**Questions:**
A. Please list every parking lot that the campus vaping article identifies by letter.
B. Continue the campus vaping article from its last sentence.

**Selected text:**
A campus vaping community

Maël Lorach, Staff Reporter

Several students laugh and hang out over a game of cards while they blow thick clouds from their electronic cigarettes and watch as a group of children pass by. It’s a typical sight at De Anza College’s Lot C smoking area.

“You got kids passing around here all the time, it’s so weird. They need to take a new path, ” said Rai’d Muhammad, 26, computer science major.

Smoking on campus, which includes e-cigarettes, is prohibited outside of three limited areas near parking lots A, B and E. Smoking outside of the designated areas can result in a fine according to De Anza’s website.

This follows in line with local cities and countries making a move to ban e-cigarettes.

The city of Cupertino is currently considering a ban on the sale or distribution of e-cigarettes after Santa Clara County made a similar move to ban the sale of e-cigarettes in the unincorporated section of the county.

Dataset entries
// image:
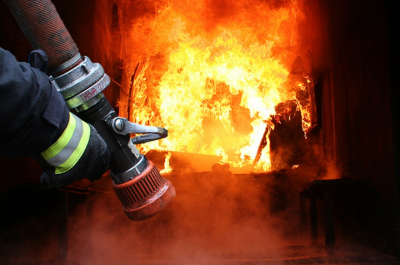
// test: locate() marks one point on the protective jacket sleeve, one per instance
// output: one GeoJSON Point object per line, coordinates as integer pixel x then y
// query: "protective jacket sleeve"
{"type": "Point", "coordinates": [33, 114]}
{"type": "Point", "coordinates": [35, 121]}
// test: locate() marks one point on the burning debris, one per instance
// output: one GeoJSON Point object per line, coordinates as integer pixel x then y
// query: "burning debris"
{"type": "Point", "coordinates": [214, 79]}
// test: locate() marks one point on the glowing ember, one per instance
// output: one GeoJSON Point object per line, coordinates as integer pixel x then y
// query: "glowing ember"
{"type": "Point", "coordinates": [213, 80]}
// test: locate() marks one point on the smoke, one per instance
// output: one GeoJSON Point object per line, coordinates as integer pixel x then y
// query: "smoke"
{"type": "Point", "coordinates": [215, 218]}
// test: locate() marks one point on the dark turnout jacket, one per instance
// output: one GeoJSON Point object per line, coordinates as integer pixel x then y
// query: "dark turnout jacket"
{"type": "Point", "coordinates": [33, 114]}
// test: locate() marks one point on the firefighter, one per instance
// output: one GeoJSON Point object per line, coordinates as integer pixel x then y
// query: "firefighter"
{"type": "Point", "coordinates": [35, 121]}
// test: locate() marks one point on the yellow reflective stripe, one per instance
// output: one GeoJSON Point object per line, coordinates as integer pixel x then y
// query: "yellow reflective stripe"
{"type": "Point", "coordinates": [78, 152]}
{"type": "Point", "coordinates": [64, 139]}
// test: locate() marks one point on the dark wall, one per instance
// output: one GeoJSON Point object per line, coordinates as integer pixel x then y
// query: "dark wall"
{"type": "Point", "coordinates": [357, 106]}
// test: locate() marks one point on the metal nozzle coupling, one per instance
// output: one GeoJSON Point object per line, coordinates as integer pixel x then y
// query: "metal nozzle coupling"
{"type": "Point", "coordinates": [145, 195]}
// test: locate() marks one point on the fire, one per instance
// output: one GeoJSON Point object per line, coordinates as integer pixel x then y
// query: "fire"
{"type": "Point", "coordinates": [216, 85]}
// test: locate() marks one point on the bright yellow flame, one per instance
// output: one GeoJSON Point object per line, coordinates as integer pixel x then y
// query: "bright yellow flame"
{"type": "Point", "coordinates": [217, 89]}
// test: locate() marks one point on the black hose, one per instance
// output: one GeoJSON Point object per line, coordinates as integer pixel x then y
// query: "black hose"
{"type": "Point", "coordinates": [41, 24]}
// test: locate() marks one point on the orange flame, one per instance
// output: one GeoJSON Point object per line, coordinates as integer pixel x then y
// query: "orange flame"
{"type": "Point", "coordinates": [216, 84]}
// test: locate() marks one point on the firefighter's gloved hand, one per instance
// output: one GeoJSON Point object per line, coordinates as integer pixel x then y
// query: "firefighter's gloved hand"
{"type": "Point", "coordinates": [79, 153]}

* * *

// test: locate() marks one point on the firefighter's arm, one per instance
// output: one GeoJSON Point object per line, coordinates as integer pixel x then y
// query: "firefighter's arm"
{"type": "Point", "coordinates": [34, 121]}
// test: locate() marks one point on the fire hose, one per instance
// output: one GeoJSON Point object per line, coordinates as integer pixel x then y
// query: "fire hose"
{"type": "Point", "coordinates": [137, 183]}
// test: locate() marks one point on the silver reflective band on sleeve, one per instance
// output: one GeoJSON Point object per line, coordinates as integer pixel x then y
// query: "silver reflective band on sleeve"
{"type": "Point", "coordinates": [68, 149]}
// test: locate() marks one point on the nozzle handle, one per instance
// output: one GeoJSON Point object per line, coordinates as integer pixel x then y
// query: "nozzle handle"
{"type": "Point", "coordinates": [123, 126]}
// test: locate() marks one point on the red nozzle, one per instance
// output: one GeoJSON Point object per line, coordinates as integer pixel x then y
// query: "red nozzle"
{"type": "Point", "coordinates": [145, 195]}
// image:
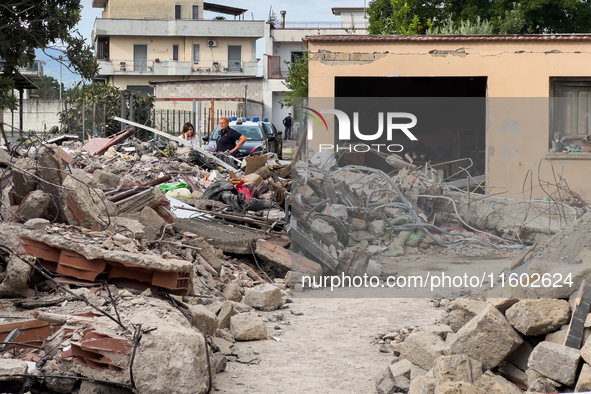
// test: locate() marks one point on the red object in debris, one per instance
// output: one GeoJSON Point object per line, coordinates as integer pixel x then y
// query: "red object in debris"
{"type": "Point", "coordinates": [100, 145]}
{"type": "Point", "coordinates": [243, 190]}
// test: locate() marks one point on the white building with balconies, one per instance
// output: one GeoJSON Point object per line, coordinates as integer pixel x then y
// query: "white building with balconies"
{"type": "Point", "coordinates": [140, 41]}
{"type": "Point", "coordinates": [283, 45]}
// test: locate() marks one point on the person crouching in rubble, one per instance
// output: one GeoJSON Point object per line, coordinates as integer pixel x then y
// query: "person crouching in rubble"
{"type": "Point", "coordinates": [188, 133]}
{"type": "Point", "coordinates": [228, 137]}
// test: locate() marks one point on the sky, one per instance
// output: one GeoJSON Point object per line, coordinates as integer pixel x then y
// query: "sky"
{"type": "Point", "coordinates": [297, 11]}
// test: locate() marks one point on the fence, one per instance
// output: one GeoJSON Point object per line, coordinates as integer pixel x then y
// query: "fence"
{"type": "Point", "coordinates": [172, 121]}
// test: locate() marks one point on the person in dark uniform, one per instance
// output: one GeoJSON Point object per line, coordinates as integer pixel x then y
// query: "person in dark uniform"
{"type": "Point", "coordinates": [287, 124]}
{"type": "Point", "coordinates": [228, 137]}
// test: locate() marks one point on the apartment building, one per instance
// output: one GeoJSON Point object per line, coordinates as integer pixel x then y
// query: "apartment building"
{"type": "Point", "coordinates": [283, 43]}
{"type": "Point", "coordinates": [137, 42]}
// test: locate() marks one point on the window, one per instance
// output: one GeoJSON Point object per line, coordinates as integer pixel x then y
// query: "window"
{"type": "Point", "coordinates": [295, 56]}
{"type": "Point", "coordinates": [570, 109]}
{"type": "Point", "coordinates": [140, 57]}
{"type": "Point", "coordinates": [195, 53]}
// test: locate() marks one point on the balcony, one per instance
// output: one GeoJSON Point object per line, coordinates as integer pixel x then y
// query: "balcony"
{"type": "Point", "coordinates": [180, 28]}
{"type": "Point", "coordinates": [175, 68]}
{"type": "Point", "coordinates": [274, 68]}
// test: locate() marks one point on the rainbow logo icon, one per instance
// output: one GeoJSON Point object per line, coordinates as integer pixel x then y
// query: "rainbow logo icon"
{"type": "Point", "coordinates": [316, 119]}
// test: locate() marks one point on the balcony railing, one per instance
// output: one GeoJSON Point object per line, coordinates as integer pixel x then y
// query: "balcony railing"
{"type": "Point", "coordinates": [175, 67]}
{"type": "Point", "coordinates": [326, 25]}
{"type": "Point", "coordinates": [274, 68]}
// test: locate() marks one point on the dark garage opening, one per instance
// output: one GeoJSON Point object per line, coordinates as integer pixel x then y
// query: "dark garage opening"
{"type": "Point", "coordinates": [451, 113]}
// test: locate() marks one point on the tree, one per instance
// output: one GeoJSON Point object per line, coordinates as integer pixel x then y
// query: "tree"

---

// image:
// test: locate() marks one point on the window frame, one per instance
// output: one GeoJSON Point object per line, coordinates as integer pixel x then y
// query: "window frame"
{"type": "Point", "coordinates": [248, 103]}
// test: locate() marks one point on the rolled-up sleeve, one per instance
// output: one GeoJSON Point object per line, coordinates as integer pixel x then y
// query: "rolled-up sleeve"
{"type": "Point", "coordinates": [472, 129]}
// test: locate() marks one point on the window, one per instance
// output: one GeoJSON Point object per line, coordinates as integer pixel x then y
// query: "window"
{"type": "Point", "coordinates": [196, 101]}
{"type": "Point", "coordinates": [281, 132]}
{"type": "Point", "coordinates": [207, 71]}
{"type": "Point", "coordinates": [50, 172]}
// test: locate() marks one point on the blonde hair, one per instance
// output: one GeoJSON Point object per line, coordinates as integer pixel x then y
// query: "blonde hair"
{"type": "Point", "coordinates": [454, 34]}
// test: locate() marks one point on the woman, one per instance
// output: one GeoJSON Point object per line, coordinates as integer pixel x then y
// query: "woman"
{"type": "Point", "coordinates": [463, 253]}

**Answers for this exercise:**
A. Lot C, Lot A, Lot B, Lot E

B.
Though the moves of the local government are seeking to limit e-cigarette use, for the students who frequent the area on campus, it is more than just a designated place to puff.

It is a support system.

“These are communal areas too you know, a lot of people meet and greet over here,” said Muhammad.

Nourreddin Jamal Eryka, 22, computer science major, said vaping is a way for him to stop using traditional tobacco products like cigarettes.

“Cigarettes and nicotine are just all over my family. I started smoking cigarettes when I was 17, and the one thing that helped me quit the most was electronic cigarettes,” said Eryka.

Vaping itself is especially popular among younger students and according to the surgeon general’s report on vaping, e-cigarettes are the most commonly used tobacco product among youth, taking over the role of cigarettes in 2014.

“It is pretty ironic,” said Tommy Kim, 18, architecture major. “But I think vaping makes cigarettes seem less harmful. It’s like your feet are already in the water, so it’s more accessible.”

Muhammad said the designated smoking areas on De Anza College’s campus are necessary because without them people would just smoke illegally.

“You’re going to see a lot more people walking from class to class blowing fat clouds if there’s no location to do such a thing,” he said.